TASKS FOR THIS EXERCISE:
A. According to the stroke report, what was the stroke occurrence rate for men and women 50 and older in the U.S.?
B. Rewrite the stroke report from "In all countries, most" through "than poor Europeans.", substituting "Austria" for "Switzerland".

EXERCISE TEXT:
# # #

Strokes — the kind that kill — are much more common in the U.S. than in European nations, according to a new report.
American men are about 60% more likely than their European counterparts to have a stroke, said Mauricio Avendano, Ph.D., of Erasmus Medical Center in Rotterdam, at the American Stroke Association's International Stroke Conference. And American women are twice as likely to have a stroke as European women.
He noted that the ‘big three’ stroke risk factors — smoking, obesity and diabetes — were all more common in the U.S. than in Europe.
According to Dr. Avendano, the most likely explanation for this dramatic difference was "better preventive care in European countries." Prevention is a stressed in universal healthcare coverage, which is the norm in most parts of Europe.
He noted that the "big three" stroke risk factors — smoking, obesity and diabetes — were all more common in the U.S. than in Europe.
"This is because the sample includes people 50 or older," Avendano said. In coming years, this may change because "the smoking rate among younger Americans is lower than the smoking rate among younger Europeans. This difference may be reflected over the next 10 years."
Dr. Avendano and co-author Maria Glymour, Sc.D., of the Harvard School of Public Health, analyzed 18,398 participants culled from the U.S. Health and Retirement Study, 21,569 from the Survey of Health, Aging, and Retirement in Europe, and 8,551 in the English Longitudinal Study of Aging, all of which included biennial interviews with those ages 50 and older. They assessed risk factors including smoking, alcohol, physical activity, BMI, diabetes, education and income.
In all countries, most strokes occurred among men in their mid-60s and women in their mid-50s.
The stroke occurrence rate for men and women 50 and older in the U.S. was 6.8% versus an average of 4.5% across all European countries.
Mediterranean countries such as Italy, Greece and Spain had the lowest rate, which may reflect the influence of the so-called Mediterranean diet. But another country with a low stroke rate was Switzerland, which is known more for its love of chocolate and other rich fare than for its consumption of fruits, vegetables and fish.
When the data were broken down by wealth, poor Americans had the highest stroke rate, but even wealthy Americans had a higher rate than poor Europeans.
The authors also argued that risk factors explained only a small fraction of the higher occurrence rate of stroke in the U.S. compared with European populations, "which points at the role of broader healthcare and structural policies in determining stroke prevalence."
These data were presented in abstract form to the 2008 American Stroke Association International Stroke Conference, held in New Orleans 2/20-2/22, 2008.

# # #

Data items:
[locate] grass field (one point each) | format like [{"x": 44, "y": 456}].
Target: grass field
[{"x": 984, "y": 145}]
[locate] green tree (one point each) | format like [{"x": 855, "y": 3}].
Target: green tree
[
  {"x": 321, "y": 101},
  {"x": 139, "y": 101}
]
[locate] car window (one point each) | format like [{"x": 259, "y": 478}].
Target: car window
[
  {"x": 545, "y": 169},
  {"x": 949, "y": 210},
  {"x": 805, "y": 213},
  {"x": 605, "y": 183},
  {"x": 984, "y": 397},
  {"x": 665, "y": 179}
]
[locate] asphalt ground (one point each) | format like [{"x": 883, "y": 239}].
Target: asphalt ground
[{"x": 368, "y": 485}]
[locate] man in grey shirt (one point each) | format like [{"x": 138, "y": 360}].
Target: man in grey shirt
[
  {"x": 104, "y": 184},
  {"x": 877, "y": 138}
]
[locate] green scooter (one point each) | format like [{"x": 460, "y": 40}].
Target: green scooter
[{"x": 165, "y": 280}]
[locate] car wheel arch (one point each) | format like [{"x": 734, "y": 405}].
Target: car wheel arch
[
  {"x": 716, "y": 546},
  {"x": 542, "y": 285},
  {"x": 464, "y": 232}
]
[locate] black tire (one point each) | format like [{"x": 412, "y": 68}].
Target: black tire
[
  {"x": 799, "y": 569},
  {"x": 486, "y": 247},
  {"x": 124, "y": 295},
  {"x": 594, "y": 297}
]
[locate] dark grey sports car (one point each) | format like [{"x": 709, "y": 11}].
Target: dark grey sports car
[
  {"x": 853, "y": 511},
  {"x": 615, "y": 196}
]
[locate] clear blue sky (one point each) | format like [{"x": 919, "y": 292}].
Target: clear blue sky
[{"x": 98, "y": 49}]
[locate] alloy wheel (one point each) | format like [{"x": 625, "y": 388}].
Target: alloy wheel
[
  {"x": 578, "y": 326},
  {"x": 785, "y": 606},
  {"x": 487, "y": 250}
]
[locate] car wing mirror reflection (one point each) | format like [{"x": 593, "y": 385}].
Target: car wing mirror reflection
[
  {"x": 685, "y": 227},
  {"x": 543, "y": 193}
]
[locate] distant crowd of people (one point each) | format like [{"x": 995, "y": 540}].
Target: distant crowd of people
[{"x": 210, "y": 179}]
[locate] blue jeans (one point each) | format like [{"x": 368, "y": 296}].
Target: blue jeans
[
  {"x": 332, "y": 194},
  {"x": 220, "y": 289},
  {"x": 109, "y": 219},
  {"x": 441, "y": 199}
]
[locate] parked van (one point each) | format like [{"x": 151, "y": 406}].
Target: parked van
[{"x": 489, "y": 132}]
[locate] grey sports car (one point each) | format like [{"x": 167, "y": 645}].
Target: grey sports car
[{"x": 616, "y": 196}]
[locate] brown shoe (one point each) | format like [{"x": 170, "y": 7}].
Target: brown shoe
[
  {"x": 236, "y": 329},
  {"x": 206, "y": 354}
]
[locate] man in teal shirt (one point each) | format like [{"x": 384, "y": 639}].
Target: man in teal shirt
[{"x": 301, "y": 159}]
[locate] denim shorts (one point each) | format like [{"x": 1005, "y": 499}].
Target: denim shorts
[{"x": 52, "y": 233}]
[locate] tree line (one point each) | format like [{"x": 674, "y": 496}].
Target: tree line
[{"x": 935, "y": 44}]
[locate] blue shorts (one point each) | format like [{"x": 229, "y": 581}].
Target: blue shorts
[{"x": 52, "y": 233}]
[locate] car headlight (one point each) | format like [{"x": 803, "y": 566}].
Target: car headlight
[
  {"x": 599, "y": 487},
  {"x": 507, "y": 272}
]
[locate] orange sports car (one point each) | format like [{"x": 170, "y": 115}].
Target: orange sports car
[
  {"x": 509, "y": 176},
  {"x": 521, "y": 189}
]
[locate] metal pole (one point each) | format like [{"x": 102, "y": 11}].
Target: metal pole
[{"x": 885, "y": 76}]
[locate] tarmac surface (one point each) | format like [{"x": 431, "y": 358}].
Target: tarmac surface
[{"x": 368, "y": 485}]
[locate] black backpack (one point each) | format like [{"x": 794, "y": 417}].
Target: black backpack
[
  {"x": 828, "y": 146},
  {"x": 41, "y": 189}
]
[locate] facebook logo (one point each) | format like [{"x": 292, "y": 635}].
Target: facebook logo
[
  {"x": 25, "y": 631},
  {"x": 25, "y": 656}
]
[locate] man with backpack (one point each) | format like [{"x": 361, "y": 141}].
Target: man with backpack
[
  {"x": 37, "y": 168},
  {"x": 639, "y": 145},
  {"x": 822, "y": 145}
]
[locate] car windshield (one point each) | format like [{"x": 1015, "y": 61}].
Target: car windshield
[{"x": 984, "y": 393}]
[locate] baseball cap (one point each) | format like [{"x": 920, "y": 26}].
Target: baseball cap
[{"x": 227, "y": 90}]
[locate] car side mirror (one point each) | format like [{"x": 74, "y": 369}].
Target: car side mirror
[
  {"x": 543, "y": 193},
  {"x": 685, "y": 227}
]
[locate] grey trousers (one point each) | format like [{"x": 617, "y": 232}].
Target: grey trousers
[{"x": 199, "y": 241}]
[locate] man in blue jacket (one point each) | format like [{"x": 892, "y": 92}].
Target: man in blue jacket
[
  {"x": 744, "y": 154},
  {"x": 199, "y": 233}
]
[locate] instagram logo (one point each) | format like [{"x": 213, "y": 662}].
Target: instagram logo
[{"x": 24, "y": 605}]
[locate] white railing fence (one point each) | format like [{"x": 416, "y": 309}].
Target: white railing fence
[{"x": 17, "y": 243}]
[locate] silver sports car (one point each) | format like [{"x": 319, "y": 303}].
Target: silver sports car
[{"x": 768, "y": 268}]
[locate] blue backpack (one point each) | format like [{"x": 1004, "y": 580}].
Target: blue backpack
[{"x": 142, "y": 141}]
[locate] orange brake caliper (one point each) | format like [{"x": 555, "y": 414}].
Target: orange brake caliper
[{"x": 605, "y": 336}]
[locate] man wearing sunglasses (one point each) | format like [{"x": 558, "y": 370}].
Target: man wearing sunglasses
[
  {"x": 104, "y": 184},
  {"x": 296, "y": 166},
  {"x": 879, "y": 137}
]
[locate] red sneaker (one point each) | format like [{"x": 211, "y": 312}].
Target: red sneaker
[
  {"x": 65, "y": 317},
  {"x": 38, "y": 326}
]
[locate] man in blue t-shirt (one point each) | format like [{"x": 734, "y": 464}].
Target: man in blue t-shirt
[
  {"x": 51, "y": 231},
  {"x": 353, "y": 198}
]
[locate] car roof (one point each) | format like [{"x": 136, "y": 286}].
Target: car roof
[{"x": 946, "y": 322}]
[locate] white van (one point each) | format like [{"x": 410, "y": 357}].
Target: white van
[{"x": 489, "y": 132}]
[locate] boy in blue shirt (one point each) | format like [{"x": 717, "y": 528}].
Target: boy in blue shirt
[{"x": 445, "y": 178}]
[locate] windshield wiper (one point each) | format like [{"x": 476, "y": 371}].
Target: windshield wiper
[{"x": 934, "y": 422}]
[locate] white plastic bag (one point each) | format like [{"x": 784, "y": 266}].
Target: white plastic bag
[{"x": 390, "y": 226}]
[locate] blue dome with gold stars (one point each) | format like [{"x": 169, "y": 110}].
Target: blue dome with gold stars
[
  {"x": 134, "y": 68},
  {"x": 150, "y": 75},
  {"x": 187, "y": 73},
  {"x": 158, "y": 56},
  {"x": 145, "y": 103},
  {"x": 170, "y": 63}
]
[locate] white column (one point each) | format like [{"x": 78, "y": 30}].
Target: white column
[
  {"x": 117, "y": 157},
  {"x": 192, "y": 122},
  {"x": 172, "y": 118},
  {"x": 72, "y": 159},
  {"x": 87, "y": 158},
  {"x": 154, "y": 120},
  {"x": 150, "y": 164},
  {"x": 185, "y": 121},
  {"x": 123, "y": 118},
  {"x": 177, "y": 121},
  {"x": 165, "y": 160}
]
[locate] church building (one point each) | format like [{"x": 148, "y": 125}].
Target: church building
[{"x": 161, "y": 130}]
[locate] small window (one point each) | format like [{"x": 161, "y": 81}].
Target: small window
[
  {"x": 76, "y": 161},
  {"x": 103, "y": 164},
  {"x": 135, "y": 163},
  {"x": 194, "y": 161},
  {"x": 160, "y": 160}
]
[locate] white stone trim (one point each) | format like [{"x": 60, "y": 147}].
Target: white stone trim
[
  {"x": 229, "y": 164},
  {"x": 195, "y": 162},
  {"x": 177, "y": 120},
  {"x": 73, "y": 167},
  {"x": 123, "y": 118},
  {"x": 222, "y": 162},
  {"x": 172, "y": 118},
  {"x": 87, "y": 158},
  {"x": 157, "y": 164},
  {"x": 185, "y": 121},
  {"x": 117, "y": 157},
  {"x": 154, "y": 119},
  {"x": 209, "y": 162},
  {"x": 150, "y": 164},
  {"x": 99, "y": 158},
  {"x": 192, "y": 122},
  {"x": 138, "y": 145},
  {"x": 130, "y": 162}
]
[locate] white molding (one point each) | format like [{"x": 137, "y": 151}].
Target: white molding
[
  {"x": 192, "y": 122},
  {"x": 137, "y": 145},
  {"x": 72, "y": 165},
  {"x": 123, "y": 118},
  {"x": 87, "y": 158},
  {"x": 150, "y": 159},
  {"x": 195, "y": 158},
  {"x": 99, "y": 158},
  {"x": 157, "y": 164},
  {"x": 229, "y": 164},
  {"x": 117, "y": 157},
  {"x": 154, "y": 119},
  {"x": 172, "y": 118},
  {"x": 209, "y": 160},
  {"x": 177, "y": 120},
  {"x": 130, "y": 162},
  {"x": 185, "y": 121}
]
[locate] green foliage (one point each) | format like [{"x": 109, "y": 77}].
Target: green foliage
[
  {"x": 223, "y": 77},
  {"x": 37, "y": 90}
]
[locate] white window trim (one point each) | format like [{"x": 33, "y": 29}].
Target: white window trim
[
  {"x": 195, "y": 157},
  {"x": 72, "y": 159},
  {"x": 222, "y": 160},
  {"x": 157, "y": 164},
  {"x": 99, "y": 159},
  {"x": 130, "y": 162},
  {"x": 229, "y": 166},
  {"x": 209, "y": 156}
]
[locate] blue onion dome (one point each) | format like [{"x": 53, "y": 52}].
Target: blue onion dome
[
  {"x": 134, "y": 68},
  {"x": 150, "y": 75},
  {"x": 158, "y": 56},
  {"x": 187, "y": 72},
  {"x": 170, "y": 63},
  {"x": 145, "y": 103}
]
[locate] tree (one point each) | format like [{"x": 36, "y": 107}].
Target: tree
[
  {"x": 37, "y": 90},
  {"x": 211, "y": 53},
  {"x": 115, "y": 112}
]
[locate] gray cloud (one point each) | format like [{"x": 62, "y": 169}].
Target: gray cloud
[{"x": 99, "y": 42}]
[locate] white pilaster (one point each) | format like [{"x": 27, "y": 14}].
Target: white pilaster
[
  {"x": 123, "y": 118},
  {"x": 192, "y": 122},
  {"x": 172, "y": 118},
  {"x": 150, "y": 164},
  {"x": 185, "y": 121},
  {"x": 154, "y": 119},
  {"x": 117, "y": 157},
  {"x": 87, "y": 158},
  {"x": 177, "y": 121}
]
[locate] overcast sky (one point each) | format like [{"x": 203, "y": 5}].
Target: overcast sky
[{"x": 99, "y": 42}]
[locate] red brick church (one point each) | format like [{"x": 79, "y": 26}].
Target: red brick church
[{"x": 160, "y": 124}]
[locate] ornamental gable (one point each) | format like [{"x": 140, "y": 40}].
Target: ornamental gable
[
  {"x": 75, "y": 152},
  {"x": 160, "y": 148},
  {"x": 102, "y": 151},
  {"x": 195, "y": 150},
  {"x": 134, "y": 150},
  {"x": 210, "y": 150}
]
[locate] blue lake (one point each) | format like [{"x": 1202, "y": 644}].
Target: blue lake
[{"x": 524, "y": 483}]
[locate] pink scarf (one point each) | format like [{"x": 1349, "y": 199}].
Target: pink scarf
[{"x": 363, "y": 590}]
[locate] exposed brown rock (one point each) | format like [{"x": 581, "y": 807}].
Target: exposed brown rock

# # #

SOLUTIONS TO THE EXERCISE:
A. 6.8%

B.
In all countries, most strokes occurred among men in their mid-60s and women in their mid-50s.
The stroke occurrence rate for men and women 50 and older in the U.S. was 6.8% versus an average of 4.5% across all European countries.
Mediterranean countries such as Italy, Greece and Spain had the lowest rate, which may reflect the influence of the so-called Mediterranean diet. But another country with a low stroke rate was Austria, which is known more for its love of chocolate and other rich fare than for its consumption of fruits, vegetables and fish.
When the data were broken down by wealth, poor Americans had the highest stroke rate, but even wealthy Americans had a higher rate than poor Europeans.